• _ABOUT THIS TASK_: An exact copy of all entries is required.

• _DATA PROVIDED_:
********

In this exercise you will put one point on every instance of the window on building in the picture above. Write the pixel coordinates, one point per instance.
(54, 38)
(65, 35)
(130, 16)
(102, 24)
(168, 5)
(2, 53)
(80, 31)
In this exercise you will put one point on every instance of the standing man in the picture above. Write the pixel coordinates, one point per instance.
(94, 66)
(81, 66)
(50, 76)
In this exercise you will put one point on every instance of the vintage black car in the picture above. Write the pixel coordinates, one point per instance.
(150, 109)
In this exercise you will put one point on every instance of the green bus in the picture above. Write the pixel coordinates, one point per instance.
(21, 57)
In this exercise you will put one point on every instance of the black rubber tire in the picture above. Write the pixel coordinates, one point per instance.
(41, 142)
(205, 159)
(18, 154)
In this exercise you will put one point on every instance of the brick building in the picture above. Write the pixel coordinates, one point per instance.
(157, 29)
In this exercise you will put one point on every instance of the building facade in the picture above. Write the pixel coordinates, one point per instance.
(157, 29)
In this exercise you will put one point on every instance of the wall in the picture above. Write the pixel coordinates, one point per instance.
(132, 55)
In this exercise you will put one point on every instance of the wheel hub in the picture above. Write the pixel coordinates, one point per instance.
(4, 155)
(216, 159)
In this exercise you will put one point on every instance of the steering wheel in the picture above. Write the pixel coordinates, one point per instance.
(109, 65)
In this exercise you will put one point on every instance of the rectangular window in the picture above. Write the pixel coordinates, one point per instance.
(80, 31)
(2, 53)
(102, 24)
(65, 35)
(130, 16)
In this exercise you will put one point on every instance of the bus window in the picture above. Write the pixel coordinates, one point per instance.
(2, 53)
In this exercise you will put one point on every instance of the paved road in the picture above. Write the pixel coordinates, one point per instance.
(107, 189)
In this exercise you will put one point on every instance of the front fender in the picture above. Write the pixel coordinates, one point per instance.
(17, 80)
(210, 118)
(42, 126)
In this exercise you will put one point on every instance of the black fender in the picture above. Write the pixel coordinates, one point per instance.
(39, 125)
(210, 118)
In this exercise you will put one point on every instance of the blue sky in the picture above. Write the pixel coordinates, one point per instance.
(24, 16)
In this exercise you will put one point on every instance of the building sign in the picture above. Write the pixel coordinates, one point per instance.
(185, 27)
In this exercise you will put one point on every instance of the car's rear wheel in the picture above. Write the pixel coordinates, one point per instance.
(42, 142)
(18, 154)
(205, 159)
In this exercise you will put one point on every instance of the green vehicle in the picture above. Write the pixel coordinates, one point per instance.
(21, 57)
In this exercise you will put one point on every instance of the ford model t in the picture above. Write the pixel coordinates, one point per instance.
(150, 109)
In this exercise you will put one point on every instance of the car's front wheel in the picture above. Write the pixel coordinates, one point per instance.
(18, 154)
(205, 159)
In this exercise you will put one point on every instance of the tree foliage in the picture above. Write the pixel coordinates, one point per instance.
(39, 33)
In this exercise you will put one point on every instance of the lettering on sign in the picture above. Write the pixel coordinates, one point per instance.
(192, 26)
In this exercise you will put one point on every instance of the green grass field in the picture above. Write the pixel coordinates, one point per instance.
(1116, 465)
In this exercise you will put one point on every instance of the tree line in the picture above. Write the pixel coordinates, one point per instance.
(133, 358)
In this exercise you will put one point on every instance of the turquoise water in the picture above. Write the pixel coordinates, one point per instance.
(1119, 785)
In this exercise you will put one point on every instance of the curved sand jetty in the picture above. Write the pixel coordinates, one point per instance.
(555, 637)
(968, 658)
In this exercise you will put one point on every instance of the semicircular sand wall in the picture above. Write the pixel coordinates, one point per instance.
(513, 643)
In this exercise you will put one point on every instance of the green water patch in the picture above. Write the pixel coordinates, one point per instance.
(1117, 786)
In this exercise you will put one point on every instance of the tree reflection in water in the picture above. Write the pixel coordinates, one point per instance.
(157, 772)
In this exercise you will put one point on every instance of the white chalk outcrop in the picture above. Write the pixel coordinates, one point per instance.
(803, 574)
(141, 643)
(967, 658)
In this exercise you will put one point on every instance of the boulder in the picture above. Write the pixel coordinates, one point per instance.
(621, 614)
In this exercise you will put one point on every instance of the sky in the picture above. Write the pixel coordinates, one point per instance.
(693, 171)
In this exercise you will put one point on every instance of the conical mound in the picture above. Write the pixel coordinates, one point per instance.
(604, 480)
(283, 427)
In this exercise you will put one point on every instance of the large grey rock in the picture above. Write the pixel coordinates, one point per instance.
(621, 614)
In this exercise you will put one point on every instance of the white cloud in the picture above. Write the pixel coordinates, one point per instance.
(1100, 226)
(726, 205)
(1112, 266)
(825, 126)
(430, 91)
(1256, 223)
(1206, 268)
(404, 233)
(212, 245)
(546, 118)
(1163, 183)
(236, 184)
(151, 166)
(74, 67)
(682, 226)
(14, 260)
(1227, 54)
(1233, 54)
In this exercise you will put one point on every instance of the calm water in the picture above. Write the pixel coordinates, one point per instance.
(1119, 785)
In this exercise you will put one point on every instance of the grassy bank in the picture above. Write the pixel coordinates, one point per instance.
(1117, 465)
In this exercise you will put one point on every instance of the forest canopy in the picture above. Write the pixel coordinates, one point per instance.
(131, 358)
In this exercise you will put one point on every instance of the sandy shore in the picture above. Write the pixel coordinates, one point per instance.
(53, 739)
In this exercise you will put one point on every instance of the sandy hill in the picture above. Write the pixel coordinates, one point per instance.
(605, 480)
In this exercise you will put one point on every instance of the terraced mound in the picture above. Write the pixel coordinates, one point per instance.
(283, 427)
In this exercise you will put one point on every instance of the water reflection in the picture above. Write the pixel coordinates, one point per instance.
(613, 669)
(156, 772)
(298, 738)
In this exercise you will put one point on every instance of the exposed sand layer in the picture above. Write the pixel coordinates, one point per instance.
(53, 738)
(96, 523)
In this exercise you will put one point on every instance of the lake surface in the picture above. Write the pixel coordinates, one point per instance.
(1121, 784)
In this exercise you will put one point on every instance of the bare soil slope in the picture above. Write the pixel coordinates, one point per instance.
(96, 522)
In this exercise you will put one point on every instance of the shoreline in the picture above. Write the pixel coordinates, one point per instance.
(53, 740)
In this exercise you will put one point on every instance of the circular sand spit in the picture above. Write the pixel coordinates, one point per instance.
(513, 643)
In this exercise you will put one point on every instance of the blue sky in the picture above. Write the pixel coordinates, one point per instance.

********

• _SOLUTION TO THIS EXERCISE_:
In this exercise you will put one point on every instance of the window on building in the picture above. Write the pixel coordinates, one point per instance.
(54, 38)
(65, 35)
(130, 16)
(102, 24)
(168, 5)
(2, 53)
(80, 31)
In this exercise you will put one point on every instance of the standing man in the picture above. Write the pixel coordinates, one point per instance.
(94, 66)
(81, 66)
(50, 76)
In this exercise you will put one point on every instance of the vintage black car in the picture above. Write the pixel coordinates, one point per instance.
(150, 109)
In this exercise you will put one point on every instance of the green bus in the picture above. Write the pixel coordinates, one point per instance.
(21, 57)
In this exercise you will put one point on every instance of the black rubber tire in the picture above. Write the pixel coordinates, one point per instance.
(41, 142)
(205, 159)
(18, 154)
In this exercise you will put one point on every instance of the brick building in the picture above. Write the pixel coordinates, one point per instance.
(157, 29)
In this exercise you will put one point on every instance of the building facade in the picture above. Write the pixel coordinates, one point per instance.
(157, 29)
In this exercise you will put one point on every instance of the wall in the picture above. Write the pixel coordinates, one point per instance.
(132, 55)
In this exercise you will put one point on every instance of the wheel hub in the picture above. Write the pixel coordinates, one point per instance.
(4, 155)
(216, 159)
In this exercise you will put one point on every instance of the steering wheel in the picture above. Write the pixel coordinates, one point per instance.
(109, 65)
In this exercise you will put one point on every instance of the rectangular window in the picture above. Write the pixel coordinates, one point per instance.
(80, 31)
(2, 53)
(102, 24)
(65, 35)
(130, 16)
In this exercise you will put one point on every instance of the bus window in the picture above. Write the pixel coordinates, one point per instance.
(2, 53)
In this exercise you will put one point on every instance of the paved road in the picture above. Write the pixel coordinates, one point per instance.
(107, 189)
In this exercise you will put one point on every instance of the front fender in the picture above. Write the pixel coordinates, one point per instance.
(17, 80)
(210, 118)
(42, 126)
In this exercise you will put one point on every instance of the black fender in the picture above. Write the pixel coordinates, one point per instance.
(39, 125)
(210, 118)
In this exercise you will put one point on every instance of the blue sky in the picture above. Write the pixel coordinates, one point per instance.
(24, 16)
In this exercise you will put one point on every instance of the building sign in the picture above. Write the pixel coordinates, one point per instance.
(185, 27)
In this exercise you will put one point on every instance of the car's rear wheel in the picture above. Write the pixel coordinates, one point per instance.
(42, 142)
(18, 154)
(205, 159)
In this exercise you will put one point on every instance of the green vehicle in the picture above. Write the pixel coordinates, one point per instance.
(21, 57)
In this exercise you will put one point on every instance of the ford model t in the picture above. Write the pixel coordinates, one point per instance.
(150, 109)
In this exercise you will put one point on every instance of the car's front wheel in the picture above. Write the pixel coordinates, one point per instance.
(18, 154)
(205, 159)
In this exercise you will put one point on every instance of the tree foliage in the picture above. Write the pixel coordinates, one point per instance.
(39, 33)
In this exercise you will put one point on every instance of the lettering on sign in the picture above. Write the pixel coordinates, one point per instance.
(192, 26)
In this exercise you will put one point on every instance of the green grass field in the picture above. Write the pixel coordinates, one point per instance.
(1116, 465)
In this exercise you will put one point on every instance of the tree line in the picture above. Write the pixel coordinates, one point per instance.
(133, 358)
In this exercise you will put one point on every instance of the turquoise water in the picture above. Write the pixel coordinates, one point per instance.
(1119, 785)
In this exercise you will put one point on every instance of the curved sand jetty in the picture above. Write the pixel coordinates, one point per instance.
(555, 637)
(968, 658)
In this exercise you will put one point on every instance of the semicircular sand wall in the picture above. Write the pixel coordinates, one point per instance.
(513, 643)
In this exercise you will put one point on every instance of the green water patch in the picture above. Write the pixel coordinates, one point per instance.
(1117, 786)
In this exercise you will put one point on every instance of the tree reflection in water in the picture above. Write the pixel coordinates, one point per instance.
(157, 772)
In this exercise you will put one point on every instance of the white chalk outcrop in the picture above. Write the pixel coordinates, one point per instance.
(803, 574)
(141, 643)
(967, 658)
In this exercise you will put one point on every instance of the boulder in the picture above. Write the pixel coordinates, one point per instance.
(621, 614)
In this exercise you will put one point on every instance of the sky in the picture above. Write the pixel coordinates, one point per instance.
(693, 171)
In this exercise you will put one point on every instance of the conical mound in the picture above. Write the pixel coordinates, one point per instance.
(604, 480)
(283, 427)
In this exercise you will put one point on every instance of the large grey rock in the picture above. Write the pixel coordinates, one point per instance.
(621, 614)
In this exercise you will put one point on every instance of the white cloud in the picture above. Write the pixel coordinates, one point per instance.
(1100, 226)
(726, 205)
(1112, 266)
(825, 126)
(430, 91)
(1256, 223)
(1206, 268)
(404, 233)
(212, 245)
(546, 118)
(1163, 183)
(236, 184)
(151, 166)
(74, 67)
(682, 226)
(14, 260)
(1227, 54)
(1233, 54)
In this exercise you will put one point on every instance of the calm water in the picture above. Write the pixel coordinates, one point per instance.
(1119, 785)
In this exercise you will put one point on every instance of the grassy bank in the picture above. Write the pixel coordinates, one point per instance.
(1117, 465)
In this exercise you will put one point on every instance of the forest canopy in the picture above. Write the pixel coordinates, one point per instance.
(131, 358)
In this exercise you will put one point on every instance of the sandy shore in the picture above. Write the pixel coordinates, one point per instance.
(53, 739)
In this exercise you will put one point on every instance of the sandy hill in the picture above. Write the pixel coordinates, one point per instance.
(605, 480)
In this exercise you will put one point on every instance of the terraced mound in the picture above. Write the pixel coordinates, one point per instance.
(283, 427)
In this exercise you will put one point on every instance of the water reflection in the picture above. Write the pixel coordinates, one point per instance.
(613, 669)
(156, 772)
(298, 738)
In this exercise you will put one point on every instance of the exposed sand layer in the picture above. Write the pixel coordinates, one point per instance.
(53, 738)
(96, 523)
In this exercise you will put one point on every instance of the lake surface in the picture above. Write the pixel coordinates, one point per instance.
(1121, 784)
In this exercise you will put one point on every instance of the bare soil slope in the picture above. Write the pixel coordinates, one point per instance.
(96, 522)
In this exercise you will put one point on every instance of the shoreline in the picture above. Write the pixel coordinates, one point per instance.
(53, 740)
In this exercise you will put one point on every instance of the circular sand spit in the picture above. Write the pixel coordinates, one point per instance.
(513, 643)
In this exercise you will put one point on every instance of the blue sky in the picture above. Write the pixel coordinates, one point per instance.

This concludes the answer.